**Records contained in a dataset**
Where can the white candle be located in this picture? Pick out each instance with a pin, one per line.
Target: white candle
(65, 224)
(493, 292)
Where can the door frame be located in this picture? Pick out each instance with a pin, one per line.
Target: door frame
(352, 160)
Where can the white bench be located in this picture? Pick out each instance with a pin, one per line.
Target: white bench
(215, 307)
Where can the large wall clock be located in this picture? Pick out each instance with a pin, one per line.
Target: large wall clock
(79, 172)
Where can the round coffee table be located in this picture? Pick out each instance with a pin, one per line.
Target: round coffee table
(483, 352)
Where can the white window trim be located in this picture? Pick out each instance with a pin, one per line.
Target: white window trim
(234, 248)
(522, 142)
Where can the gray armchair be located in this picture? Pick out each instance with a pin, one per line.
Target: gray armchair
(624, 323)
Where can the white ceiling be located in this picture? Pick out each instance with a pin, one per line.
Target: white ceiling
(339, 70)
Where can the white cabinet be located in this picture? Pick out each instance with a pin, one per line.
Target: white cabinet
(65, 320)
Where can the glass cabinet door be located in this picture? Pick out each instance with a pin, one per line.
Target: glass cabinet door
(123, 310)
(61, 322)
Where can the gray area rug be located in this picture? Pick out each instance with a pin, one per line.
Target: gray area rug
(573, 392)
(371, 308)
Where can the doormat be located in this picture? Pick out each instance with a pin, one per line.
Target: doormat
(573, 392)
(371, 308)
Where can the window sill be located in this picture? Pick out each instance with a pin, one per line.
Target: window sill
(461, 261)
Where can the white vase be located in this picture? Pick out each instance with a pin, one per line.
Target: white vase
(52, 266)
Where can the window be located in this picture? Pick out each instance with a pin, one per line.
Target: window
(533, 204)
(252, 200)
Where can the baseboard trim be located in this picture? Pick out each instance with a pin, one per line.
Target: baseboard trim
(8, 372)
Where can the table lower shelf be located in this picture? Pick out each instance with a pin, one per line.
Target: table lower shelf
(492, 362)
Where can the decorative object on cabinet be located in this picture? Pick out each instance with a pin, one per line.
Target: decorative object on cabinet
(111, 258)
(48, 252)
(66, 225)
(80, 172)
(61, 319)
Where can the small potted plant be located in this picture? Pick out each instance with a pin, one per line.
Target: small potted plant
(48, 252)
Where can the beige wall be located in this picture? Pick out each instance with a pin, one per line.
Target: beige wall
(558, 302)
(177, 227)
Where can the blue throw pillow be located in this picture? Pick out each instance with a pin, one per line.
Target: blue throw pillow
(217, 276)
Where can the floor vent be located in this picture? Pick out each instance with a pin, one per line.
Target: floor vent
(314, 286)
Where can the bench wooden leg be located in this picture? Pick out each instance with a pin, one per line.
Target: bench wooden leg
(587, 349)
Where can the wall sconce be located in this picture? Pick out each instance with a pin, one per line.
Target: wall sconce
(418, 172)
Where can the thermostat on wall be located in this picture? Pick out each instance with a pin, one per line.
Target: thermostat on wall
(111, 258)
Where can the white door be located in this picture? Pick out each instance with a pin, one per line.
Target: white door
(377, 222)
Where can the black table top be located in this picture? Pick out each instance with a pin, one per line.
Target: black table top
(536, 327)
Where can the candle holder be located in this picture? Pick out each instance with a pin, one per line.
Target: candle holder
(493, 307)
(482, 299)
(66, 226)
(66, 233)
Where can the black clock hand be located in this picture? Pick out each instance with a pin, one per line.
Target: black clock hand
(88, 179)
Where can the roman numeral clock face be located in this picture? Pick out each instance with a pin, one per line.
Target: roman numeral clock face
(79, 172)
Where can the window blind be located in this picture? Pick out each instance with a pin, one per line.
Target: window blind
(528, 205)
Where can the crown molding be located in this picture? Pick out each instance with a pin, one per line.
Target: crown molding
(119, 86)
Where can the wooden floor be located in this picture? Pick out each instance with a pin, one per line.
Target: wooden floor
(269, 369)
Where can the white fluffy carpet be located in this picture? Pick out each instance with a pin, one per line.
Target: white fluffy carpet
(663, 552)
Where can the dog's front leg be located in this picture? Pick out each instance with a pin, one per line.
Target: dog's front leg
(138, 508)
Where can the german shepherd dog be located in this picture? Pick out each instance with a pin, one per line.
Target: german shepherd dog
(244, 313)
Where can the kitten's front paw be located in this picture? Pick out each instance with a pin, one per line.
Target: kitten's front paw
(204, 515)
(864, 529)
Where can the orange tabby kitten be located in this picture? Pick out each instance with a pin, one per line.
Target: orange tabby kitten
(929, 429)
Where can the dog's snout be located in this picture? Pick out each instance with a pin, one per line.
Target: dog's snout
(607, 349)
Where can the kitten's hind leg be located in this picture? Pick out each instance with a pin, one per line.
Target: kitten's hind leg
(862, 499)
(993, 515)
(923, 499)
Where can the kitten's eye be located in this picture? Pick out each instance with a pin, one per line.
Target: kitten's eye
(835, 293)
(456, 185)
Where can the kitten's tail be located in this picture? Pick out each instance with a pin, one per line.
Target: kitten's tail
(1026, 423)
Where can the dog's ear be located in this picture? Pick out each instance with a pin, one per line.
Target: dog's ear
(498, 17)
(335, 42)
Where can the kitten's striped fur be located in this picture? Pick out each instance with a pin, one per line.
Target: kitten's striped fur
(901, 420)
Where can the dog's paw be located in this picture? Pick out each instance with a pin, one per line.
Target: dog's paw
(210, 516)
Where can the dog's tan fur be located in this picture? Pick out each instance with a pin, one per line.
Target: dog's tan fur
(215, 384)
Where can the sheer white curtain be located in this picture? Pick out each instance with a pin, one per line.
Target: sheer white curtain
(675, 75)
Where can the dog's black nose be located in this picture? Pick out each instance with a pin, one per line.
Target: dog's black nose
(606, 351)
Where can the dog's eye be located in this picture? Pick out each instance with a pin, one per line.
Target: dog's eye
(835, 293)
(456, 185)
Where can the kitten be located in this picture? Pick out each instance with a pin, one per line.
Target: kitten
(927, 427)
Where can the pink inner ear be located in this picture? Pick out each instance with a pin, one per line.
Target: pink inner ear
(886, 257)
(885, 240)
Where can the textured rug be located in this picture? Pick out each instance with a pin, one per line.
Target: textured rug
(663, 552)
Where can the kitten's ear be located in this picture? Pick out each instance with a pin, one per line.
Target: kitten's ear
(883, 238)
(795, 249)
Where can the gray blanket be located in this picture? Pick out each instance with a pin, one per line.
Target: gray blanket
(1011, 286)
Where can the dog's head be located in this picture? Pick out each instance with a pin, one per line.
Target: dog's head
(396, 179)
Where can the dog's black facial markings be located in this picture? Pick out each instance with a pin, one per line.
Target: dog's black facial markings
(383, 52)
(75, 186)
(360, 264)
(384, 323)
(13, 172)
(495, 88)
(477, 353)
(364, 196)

==

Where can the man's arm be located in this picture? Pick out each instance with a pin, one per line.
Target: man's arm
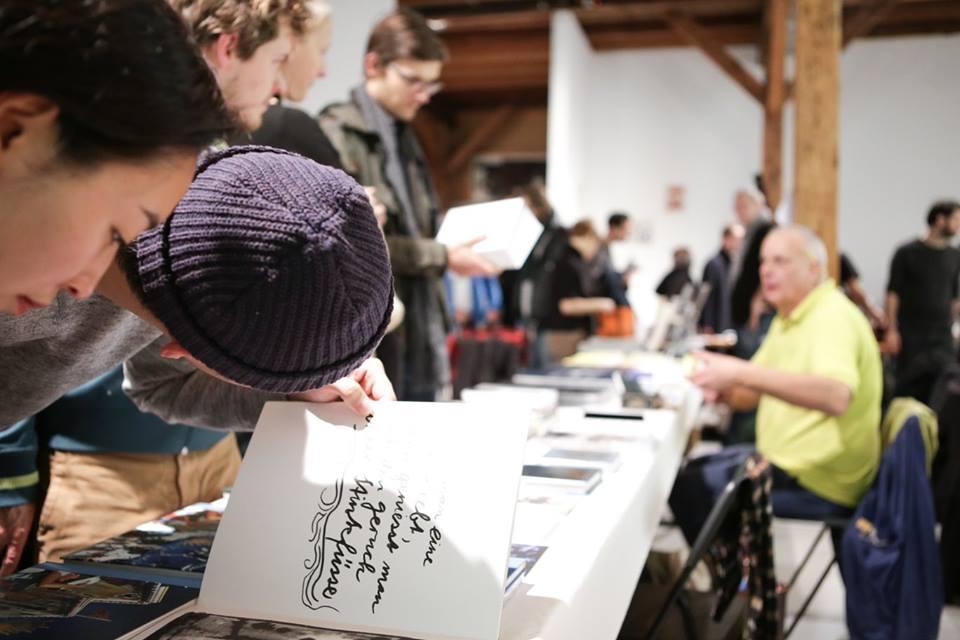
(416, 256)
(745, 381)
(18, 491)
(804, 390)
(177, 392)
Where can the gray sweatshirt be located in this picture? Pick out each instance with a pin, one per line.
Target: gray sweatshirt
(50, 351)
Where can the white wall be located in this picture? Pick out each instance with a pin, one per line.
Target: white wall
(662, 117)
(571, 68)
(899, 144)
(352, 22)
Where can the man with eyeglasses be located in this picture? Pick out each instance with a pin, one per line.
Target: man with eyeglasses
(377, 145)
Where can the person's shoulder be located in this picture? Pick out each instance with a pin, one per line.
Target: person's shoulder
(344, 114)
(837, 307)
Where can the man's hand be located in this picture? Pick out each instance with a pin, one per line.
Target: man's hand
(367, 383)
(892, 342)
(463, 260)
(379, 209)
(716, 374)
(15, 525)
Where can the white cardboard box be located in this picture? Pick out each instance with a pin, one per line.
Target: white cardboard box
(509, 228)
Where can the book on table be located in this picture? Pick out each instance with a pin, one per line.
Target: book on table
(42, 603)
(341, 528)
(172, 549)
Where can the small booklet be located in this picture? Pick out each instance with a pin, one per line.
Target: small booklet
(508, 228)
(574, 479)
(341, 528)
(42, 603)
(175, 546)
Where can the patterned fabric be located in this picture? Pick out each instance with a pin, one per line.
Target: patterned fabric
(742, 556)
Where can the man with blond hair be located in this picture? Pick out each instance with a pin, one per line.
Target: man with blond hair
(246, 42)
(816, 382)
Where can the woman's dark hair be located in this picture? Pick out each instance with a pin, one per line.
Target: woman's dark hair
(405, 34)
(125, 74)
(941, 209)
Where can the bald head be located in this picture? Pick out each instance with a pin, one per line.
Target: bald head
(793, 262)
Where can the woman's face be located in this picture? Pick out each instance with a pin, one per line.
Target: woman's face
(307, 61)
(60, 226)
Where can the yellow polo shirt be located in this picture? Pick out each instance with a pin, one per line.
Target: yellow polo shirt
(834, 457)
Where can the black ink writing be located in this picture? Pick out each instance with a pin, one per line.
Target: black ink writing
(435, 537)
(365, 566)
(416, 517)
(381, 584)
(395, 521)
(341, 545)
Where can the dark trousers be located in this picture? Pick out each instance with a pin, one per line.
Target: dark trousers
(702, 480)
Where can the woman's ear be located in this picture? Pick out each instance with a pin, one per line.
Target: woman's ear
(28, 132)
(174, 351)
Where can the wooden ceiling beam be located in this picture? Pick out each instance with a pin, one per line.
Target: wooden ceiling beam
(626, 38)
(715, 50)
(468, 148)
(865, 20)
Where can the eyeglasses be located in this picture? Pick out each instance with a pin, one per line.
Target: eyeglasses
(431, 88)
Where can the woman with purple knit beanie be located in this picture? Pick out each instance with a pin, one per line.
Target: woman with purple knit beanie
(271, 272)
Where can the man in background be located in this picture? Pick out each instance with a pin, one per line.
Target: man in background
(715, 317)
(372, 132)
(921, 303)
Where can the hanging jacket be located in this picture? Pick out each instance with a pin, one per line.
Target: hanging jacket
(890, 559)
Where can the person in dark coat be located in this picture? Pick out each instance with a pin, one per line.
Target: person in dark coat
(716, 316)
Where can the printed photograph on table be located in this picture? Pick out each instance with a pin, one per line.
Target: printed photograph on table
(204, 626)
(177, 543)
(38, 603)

**TASK INSTRUCTIONS**
Word for word, restate the lines of the data above that fall between the line holding "Where can the doormat" and the line holding "Where can the window sill", inclusive, and no other lines.

**RESPONSE TO THE TASK**
Where can the doormat be located in this picture? Pick out each instance with a pin, one per line.
Target: doormat
(573, 392)
(371, 308)
Where can the window sill be located in this picture? Pick out each instance with a pin, one per line.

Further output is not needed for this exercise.